Reproduce the listing below word for word, leaving out the pictures.

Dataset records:
** Begin **

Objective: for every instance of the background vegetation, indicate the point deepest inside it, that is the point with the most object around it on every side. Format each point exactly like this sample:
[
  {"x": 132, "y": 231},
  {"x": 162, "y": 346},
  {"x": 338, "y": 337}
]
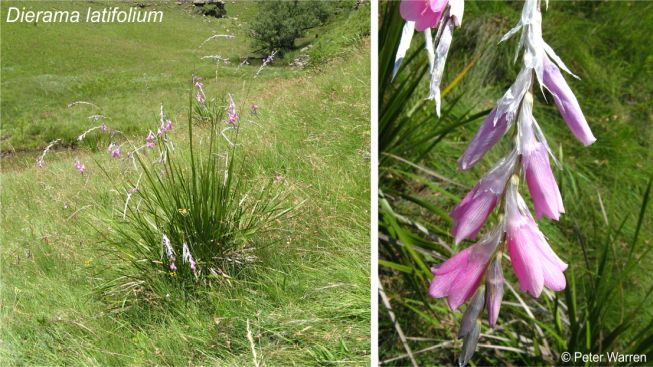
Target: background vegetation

** End **

*Answer to this problem*:
Objective: for every instance of the background vegetation, indicate the point deepest inside it, that is the point with the most object around it on every side. Format each point exactly like this sample:
[
  {"x": 132, "y": 231},
  {"x": 162, "y": 346},
  {"x": 338, "y": 337}
]
Target: background vegetation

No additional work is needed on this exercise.